Dataset excerpt:
>>>
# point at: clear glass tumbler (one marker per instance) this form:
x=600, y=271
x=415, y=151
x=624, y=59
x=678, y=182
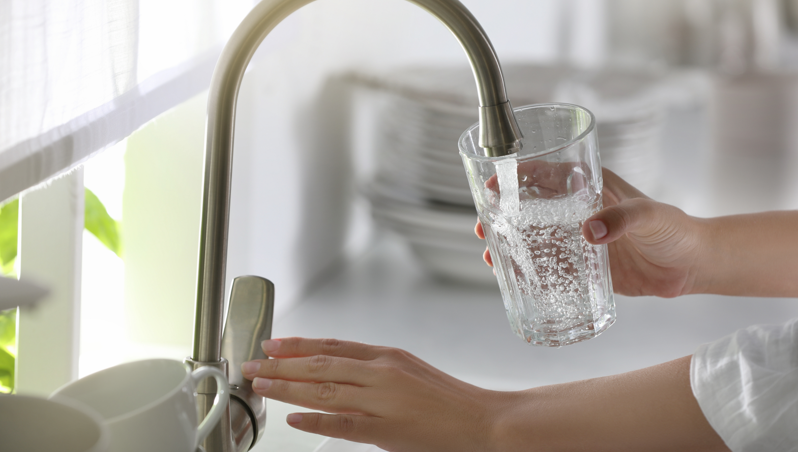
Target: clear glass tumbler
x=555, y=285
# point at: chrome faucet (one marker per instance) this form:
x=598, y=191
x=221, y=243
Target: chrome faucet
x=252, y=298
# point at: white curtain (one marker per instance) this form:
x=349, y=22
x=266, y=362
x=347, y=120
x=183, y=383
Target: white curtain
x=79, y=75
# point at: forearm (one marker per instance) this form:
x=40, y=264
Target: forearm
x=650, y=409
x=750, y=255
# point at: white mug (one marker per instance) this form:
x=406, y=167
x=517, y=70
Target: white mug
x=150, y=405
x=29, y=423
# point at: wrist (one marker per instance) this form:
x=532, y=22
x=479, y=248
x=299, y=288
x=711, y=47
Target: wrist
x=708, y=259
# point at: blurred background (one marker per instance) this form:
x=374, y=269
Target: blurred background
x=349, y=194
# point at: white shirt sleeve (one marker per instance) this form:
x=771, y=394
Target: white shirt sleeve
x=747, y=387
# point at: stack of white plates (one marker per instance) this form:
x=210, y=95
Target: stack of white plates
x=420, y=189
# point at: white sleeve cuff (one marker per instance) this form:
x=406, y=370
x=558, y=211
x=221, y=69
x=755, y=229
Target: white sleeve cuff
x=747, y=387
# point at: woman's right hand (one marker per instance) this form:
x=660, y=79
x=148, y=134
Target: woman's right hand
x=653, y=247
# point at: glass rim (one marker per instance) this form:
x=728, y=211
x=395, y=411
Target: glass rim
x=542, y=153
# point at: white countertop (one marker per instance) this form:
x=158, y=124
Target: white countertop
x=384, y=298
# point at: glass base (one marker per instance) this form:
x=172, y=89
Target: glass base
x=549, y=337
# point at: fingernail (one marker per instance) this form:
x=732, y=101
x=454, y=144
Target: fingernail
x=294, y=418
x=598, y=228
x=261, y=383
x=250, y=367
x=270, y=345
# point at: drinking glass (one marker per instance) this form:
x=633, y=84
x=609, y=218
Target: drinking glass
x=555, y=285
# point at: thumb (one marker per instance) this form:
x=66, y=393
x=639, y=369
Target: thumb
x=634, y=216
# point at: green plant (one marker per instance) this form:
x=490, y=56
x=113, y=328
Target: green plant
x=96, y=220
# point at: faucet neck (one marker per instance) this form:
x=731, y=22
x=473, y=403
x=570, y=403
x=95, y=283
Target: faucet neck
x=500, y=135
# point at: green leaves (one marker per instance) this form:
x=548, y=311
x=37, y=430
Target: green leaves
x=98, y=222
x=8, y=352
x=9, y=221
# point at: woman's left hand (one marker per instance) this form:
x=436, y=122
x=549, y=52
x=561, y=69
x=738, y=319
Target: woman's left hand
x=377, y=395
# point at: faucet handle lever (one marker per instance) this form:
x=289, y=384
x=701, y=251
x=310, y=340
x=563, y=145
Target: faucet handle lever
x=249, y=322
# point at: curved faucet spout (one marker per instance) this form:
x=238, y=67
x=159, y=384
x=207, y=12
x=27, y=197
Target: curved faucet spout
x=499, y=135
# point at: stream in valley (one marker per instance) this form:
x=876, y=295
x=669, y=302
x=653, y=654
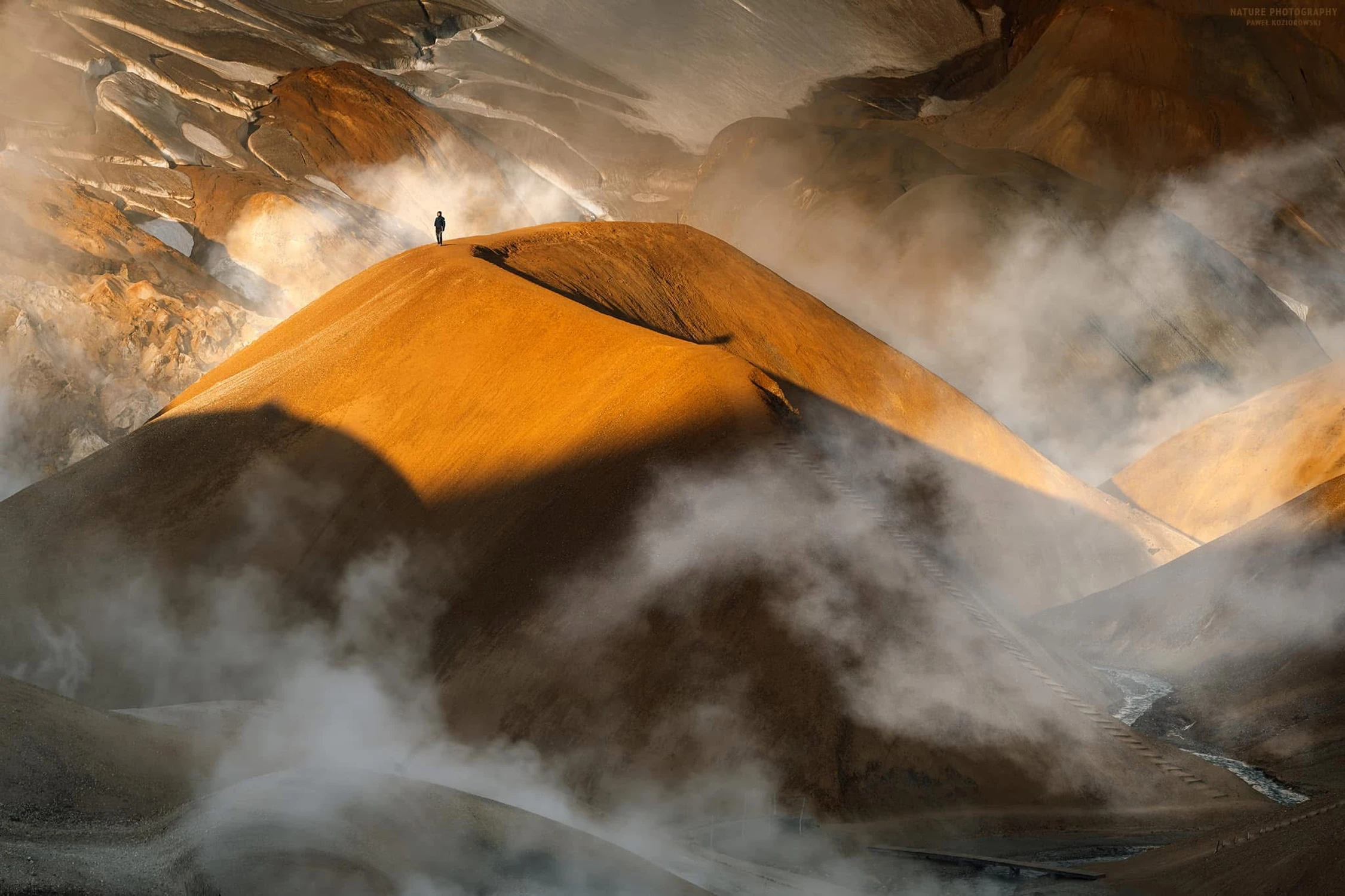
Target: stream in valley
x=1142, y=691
<<<
#### [Task requirements]
Please rewrite all the rows above, changing "point at" to "mark" wherever it occurs and keeping everything else the same, but leave the pictures out.

#### [Finished answer]
# mark: clear glass tumbler (one marker per instance) this form:
x=600, y=271
x=415, y=151
x=624, y=59
x=678, y=182
Target: clear glass tumbler
x=555, y=285
# mark: chrome faucet (one marker per instance) this form:
x=598, y=191
x=221, y=243
Target: chrome faucet
x=252, y=298
# mark: white curtain (one marker per instance) this form:
x=349, y=22
x=266, y=362
x=347, y=120
x=183, y=383
Target: white curtain
x=79, y=75
# mark: forearm (one marker per instance) this form:
x=40, y=264
Target: forearm
x=650, y=409
x=750, y=255
# mark: white mug (one marker per instance) this form:
x=406, y=167
x=517, y=70
Target: white mug
x=150, y=405
x=29, y=423
# mark: wrist (one marker per instance) this form:
x=532, y=22
x=479, y=248
x=299, y=288
x=711, y=47
Target: wrist
x=708, y=259
# mark: blurred background (one marker per instance) this form:
x=374, y=269
Target: blurred background
x=349, y=194
# mark: white shirt sleeve (one marker per instance) this form:
x=771, y=394
Target: white shirt sleeve
x=747, y=387
# mark: stack of white plates (one marker per instance) this form:
x=210, y=95
Target: stack of white plates
x=420, y=189
# mark: white sleeve cuff (one marker per instance) this form:
x=406, y=370
x=558, y=211
x=221, y=69
x=755, y=229
Target: white sleeve cuff
x=747, y=387
# mark: woman's right hand (one marker per instance) this form:
x=660, y=79
x=148, y=134
Target: woman's right hand
x=653, y=247
# mark: glass rim (one marker per instance) this form:
x=728, y=211
x=395, y=411
Target: glass rim
x=542, y=153
# mark: white countertop (one marker per instance) this form:
x=158, y=124
Target: white countertop
x=384, y=298
# mark: glass base (one marker per instance) this form:
x=172, y=89
Target: glass base
x=549, y=337
# mark: fingernail (one marker per instance) this form:
x=732, y=101
x=454, y=144
Target: fingernail
x=294, y=418
x=598, y=228
x=261, y=383
x=250, y=367
x=270, y=345
# mark: drinking glass (one marker per instance) this form:
x=633, y=84
x=609, y=218
Target: drinking glass
x=555, y=285
# mark: thumb (one marker per instance) this form:
x=66, y=393
x=639, y=369
Target: thumb
x=634, y=216
# mark: green plant (one marker per instance) this form:
x=490, y=56
x=113, y=328
Target: green plant
x=96, y=220
# mark: faucet neck (one marker per instance) this form:
x=731, y=22
x=473, y=403
x=570, y=403
x=95, y=283
Target: faucet neck
x=500, y=135
# mark: green leaves (one marker per instance) this form:
x=548, y=311
x=37, y=430
Target: green leaves
x=98, y=222
x=8, y=352
x=9, y=221
# mark: woman's left hand (one marker per instance) this form:
x=436, y=122
x=549, y=52
x=561, y=69
x=738, y=319
Target: woman's left hand
x=377, y=395
# mark: faucet handle lever (one marker per instance) this form:
x=289, y=384
x=701, y=251
x=310, y=340
x=563, y=145
Target: faucet handle lever
x=249, y=322
# mark: curved faucet spout (one marker per instance) this form:
x=238, y=67
x=159, y=384
x=207, y=12
x=27, y=197
Target: curved faucet spout
x=499, y=135
# mark: stream in valley (one marker per instance) this form:
x=876, y=295
x=669, y=302
x=653, y=654
Target: stream in valley
x=1142, y=691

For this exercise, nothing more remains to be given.